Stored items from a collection
==================================================
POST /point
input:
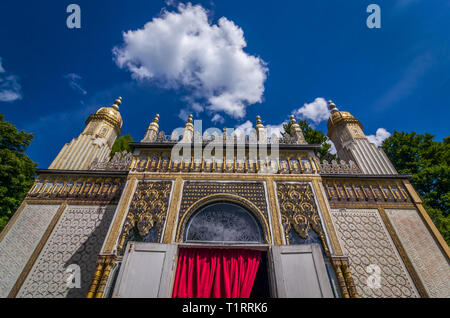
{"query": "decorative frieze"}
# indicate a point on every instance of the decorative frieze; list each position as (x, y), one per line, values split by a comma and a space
(340, 190)
(77, 187)
(299, 212)
(287, 163)
(340, 168)
(147, 213)
(120, 162)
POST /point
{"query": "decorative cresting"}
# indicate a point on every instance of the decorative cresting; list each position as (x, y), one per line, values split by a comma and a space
(148, 210)
(250, 195)
(366, 191)
(120, 162)
(71, 187)
(299, 211)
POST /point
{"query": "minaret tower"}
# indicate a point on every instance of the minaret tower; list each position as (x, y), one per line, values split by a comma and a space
(102, 129)
(346, 132)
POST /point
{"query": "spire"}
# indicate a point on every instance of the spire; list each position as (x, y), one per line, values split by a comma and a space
(117, 103)
(260, 131)
(258, 122)
(189, 122)
(152, 130)
(296, 131)
(332, 106)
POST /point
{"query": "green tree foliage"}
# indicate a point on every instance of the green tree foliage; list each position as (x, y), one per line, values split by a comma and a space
(314, 136)
(121, 144)
(17, 170)
(428, 161)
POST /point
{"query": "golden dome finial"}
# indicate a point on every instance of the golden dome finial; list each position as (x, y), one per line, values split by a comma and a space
(117, 103)
(258, 122)
(189, 121)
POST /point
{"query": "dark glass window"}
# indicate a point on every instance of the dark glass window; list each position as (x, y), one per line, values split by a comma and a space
(223, 222)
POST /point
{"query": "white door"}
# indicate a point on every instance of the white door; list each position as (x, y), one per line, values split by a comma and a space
(300, 272)
(146, 271)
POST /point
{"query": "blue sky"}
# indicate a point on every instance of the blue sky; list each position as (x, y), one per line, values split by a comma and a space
(396, 77)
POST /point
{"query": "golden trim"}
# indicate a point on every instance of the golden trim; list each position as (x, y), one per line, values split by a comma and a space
(327, 218)
(173, 210)
(119, 217)
(97, 276)
(274, 213)
(13, 220)
(219, 196)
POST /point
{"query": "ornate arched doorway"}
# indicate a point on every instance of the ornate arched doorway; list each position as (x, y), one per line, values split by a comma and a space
(225, 222)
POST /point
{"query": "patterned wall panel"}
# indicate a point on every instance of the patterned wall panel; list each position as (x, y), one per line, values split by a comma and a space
(428, 260)
(365, 240)
(76, 239)
(21, 240)
(247, 193)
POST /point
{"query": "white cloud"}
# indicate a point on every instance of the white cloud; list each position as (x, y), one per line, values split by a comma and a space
(317, 111)
(379, 137)
(245, 128)
(182, 49)
(218, 119)
(333, 148)
(10, 89)
(275, 129)
(74, 82)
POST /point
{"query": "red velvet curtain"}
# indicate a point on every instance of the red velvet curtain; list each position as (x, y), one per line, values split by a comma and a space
(215, 273)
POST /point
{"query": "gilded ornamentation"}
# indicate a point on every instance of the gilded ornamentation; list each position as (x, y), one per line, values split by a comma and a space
(148, 209)
(298, 210)
(248, 194)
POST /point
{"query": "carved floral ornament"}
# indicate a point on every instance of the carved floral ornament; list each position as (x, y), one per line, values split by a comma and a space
(298, 209)
(147, 209)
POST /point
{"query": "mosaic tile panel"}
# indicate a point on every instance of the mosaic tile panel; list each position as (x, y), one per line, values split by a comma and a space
(76, 239)
(21, 240)
(365, 240)
(426, 257)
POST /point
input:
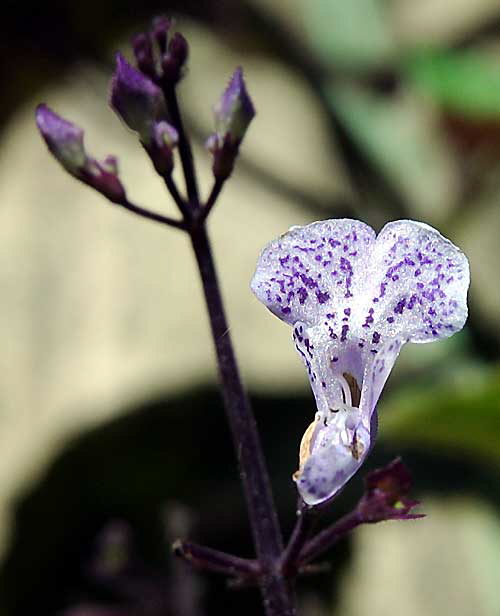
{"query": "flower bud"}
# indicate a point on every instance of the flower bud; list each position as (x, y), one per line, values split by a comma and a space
(143, 52)
(234, 111)
(385, 497)
(64, 139)
(136, 99)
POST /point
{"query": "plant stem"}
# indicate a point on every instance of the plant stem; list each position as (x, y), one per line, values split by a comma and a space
(215, 560)
(184, 147)
(144, 213)
(212, 198)
(290, 558)
(276, 593)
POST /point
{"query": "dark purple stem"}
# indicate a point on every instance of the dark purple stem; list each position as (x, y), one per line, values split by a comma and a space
(324, 540)
(303, 527)
(277, 595)
(212, 198)
(216, 561)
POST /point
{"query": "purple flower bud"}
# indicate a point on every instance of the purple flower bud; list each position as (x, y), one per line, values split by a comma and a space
(161, 148)
(234, 111)
(136, 99)
(64, 139)
(143, 52)
(233, 114)
(161, 26)
(386, 493)
(165, 135)
(174, 60)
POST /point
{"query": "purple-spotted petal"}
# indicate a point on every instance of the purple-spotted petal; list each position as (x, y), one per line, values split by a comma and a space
(417, 285)
(312, 274)
(338, 448)
(354, 300)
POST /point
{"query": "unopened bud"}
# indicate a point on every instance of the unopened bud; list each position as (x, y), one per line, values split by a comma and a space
(233, 114)
(64, 139)
(234, 111)
(161, 26)
(175, 59)
(143, 52)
==================================================
Your goal
Reproduce the listing above exactly, excluding all pictures.

Response to the exercise
POST /point
input:
{"query": "decorative frieze"}
# indicate a point on every instance of the decorative frieze; list each position as (x, y), one per line, values split by a comma and a space
(340, 190)
(77, 187)
(299, 212)
(287, 163)
(340, 168)
(147, 213)
(120, 162)
POST /point
{"query": "decorative cresting"}
# indicate a point on every instance of the decorative cresting; list each position as (x, y), one per line, values split by a comma and a space
(148, 210)
(250, 195)
(366, 191)
(120, 162)
(71, 187)
(299, 211)
POST /point
{"query": "minaret tower"}
# indicate a point on every instance of the minaret tower; list each position as (x, y), one per line, values split by a comma and a space
(102, 129)
(346, 132)
POST /point
{"query": "spire"}
# indicate a point on every instance of the spire; list each position as (x, y), one per line, values split by a comma and a space
(117, 103)
(260, 131)
(258, 122)
(189, 122)
(152, 130)
(296, 131)
(332, 106)
POST /point
{"query": "green tree foliage"}
# indicate a point on every instance of the green tree foliage; list each position as (x, y), one per line, values split by a comma and a space
(314, 136)
(121, 144)
(17, 170)
(428, 161)
POST /point
{"query": "golden dome finial"}
# indicate a point on every instance of the golden dome finial; list each position as (x, y), one per line, values split by a comma and a space
(117, 103)
(258, 122)
(189, 121)
POST /point
{"query": "dark glass window"}
# indicate a point on every instance of the dark glass window; list each position as (x, y), one per line, values split by a comma and a space
(223, 222)
POST /point
{"query": "white door"}
# indicate a point on every instance of the white door; list each position as (x, y), one per line, values split by a comma and a space
(300, 272)
(146, 271)
POST /point
{"query": "blue sky"}
# indicate a point on every instance of the blue sky; list each position as (x, y), one per line, values split by a comma and a space
(396, 77)
POST /point
{"query": "golden trim"}
# indicate a point on every instance of the golden trim; list each position as (x, y), one per line, values split by a comma and a space
(327, 218)
(173, 210)
(119, 217)
(97, 276)
(274, 213)
(13, 220)
(219, 196)
POST /point
{"query": "ornate arched doorway"}
# indicate a point on every instance of the ornate arched doorway; list each position as (x, y), one per line, values split by a comma and a space
(225, 222)
POST /point
{"query": "patterned wall panel"}
# indicate a point on every instance of the patterned wall panel; list each position as (x, y), one per line, values split by a comma and a space
(428, 260)
(365, 240)
(76, 239)
(21, 240)
(247, 193)
POST /point
{"query": "white cloud"}
# indicate a point on every instance of the white cloud; list each position as (x, y), one per line, values split by a comma and a space
(317, 111)
(379, 137)
(245, 128)
(182, 49)
(218, 119)
(333, 148)
(10, 89)
(275, 129)
(74, 82)
POST /point
{"query": "red velvet curtain"}
# indicate a point on every instance of the red velvet curtain; list each position as (x, y), one per line, values split by a comma and a space
(215, 273)
POST /point
{"query": "gilded ornamentation"}
# indicate a point on every instance of the gilded ornamentation; list each position as (x, y), one per line, values split by a comma and a space
(148, 209)
(298, 210)
(248, 194)
POST /point
{"query": "carved floral ornament"}
# indicate a point on every instance of the carved floral ornament; list each position as (x, y), one per line, values split by a comma and a space
(298, 209)
(147, 209)
POST /point
{"query": "mosaic tile panel"}
# indicate a point on every instance of the mosaic tile panel; list each position as (x, y), one per line, values split by a comma and a space
(76, 239)
(21, 240)
(365, 240)
(426, 257)
POST /point
input:
{"query": "flower bud"}
# indicate a point on every instance of the flower bud; list each position as (x, y), one per line, values split by a comma and a space
(143, 52)
(234, 111)
(385, 497)
(64, 139)
(136, 99)
POST /point
{"query": "plant stem"}
# indicate a point on every instance of the plant stem; list each position as (x, y), one per line, values split by a comma and a space
(215, 560)
(184, 147)
(144, 213)
(212, 198)
(290, 558)
(276, 593)
POST /point
{"query": "dark purple stem"}
# indicate a point on every instance of the dark purple stem; list each position as (x, y), one per line, values split by a comma and a space
(324, 540)
(303, 527)
(277, 595)
(212, 198)
(216, 561)
POST /point
{"query": "purple flower bud"}
# indicate a point on every instance of the purple flower bud; list each position as (x, y), one per line, values split by a comma and a space
(161, 148)
(234, 111)
(136, 99)
(64, 139)
(143, 52)
(233, 114)
(161, 26)
(386, 493)
(165, 135)
(174, 60)
POST /point
{"query": "purple-spotted petal"}
# indicate a point on every instance of the purple-spotted petal; list each position as (x, y), one per line, values split by a comma and a space
(417, 285)
(312, 274)
(338, 448)
(354, 300)
POST /point
{"query": "unopened bud"}
# indicate a point on every instance of the unopened bud; list each position as (x, y), one per line, values split by a comma and a space
(233, 114)
(64, 139)
(234, 111)
(161, 26)
(175, 59)
(143, 52)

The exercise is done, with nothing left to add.